* [PROVIDED MATERIAL]:

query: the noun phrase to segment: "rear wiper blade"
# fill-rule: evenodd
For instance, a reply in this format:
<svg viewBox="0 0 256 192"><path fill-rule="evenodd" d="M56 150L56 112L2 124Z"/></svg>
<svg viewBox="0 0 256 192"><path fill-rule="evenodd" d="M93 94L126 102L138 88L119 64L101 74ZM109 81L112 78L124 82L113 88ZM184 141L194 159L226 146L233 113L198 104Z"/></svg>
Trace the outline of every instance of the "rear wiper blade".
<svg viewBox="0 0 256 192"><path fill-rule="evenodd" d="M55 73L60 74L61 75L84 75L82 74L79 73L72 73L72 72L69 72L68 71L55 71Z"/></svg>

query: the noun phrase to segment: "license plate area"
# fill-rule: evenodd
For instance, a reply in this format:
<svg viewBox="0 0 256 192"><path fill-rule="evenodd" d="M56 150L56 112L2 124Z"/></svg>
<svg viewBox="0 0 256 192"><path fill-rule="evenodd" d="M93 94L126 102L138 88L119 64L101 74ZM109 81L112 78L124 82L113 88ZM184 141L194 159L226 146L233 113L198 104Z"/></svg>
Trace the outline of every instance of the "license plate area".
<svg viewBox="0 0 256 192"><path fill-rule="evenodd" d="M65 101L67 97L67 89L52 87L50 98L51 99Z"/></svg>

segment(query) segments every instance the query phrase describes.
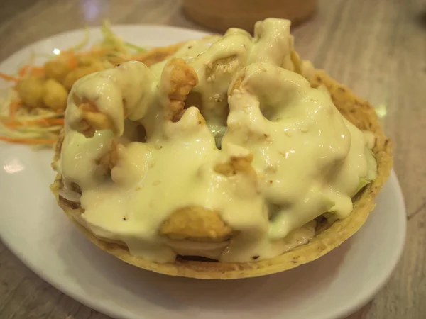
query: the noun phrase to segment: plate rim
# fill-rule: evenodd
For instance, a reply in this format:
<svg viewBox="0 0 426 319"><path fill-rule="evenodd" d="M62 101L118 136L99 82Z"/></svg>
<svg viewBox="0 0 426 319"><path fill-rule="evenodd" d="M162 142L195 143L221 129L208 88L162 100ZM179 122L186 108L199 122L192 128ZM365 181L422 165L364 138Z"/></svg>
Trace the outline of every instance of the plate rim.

* [EXERCISE PROMPT]: Put each line of the records above into a Markdown table with the columns Number and Entry, numbering the rows in order. Omit blank lines and leave the pictures out of the table.

* [TASK ANSWER]:
| Number | Entry |
|---|---|
| 1 | query: the noun phrase to segment: "rear wiper blade" |
| 2 | # fill-rule: evenodd |
| 3 | For instance, a reply in this format: |
| 4 | <svg viewBox="0 0 256 192"><path fill-rule="evenodd" d="M56 150L56 112L2 124Z"/></svg> |
| 5 | <svg viewBox="0 0 256 192"><path fill-rule="evenodd" d="M93 94L126 102L138 88L119 64L101 74ZM109 81L112 78L124 82L113 88ZM184 141L194 159L226 146L233 113L198 104Z"/></svg> |
| 6 | Trace the outline of every instance of the "rear wiper blade". |
| 7 | <svg viewBox="0 0 256 192"><path fill-rule="evenodd" d="M55 73L60 74L61 75L84 75L82 74L79 73L72 73L72 72L69 72L68 71L55 71Z"/></svg> |
| 8 | query: the noun phrase to segment: "license plate area" |
| 9 | # fill-rule: evenodd |
| 10 | For instance, a reply in this format: |
| 11 | <svg viewBox="0 0 256 192"><path fill-rule="evenodd" d="M56 150L56 112L2 124Z"/></svg> |
| 12 | <svg viewBox="0 0 256 192"><path fill-rule="evenodd" d="M93 94L126 102L138 88L119 64L101 74ZM109 81L112 78L124 82L113 88ZM184 141L194 159L226 146L233 113L198 104Z"/></svg> |
| 13 | Trace the outline of every instance of the "license plate area". |
| 14 | <svg viewBox="0 0 256 192"><path fill-rule="evenodd" d="M65 101L67 97L67 89L52 87L50 98L51 99Z"/></svg> |
| 15 | segment(query) segments every instance the query phrase describes. |
| 16 | query: the noun phrase to segment: plate rim |
| 17 | # fill-rule: evenodd |
| 18 | For instance, a reply in this format: |
| 19 | <svg viewBox="0 0 426 319"><path fill-rule="evenodd" d="M62 101L118 136L99 82Z"/></svg> |
| 20 | <svg viewBox="0 0 426 319"><path fill-rule="evenodd" d="M162 142L195 143L221 129L208 88L162 100ZM179 122L186 108L199 122L192 128ZM365 181L422 165L364 138Z"/></svg> |
| 21 | Trace the outline of every instance of the plate rim. |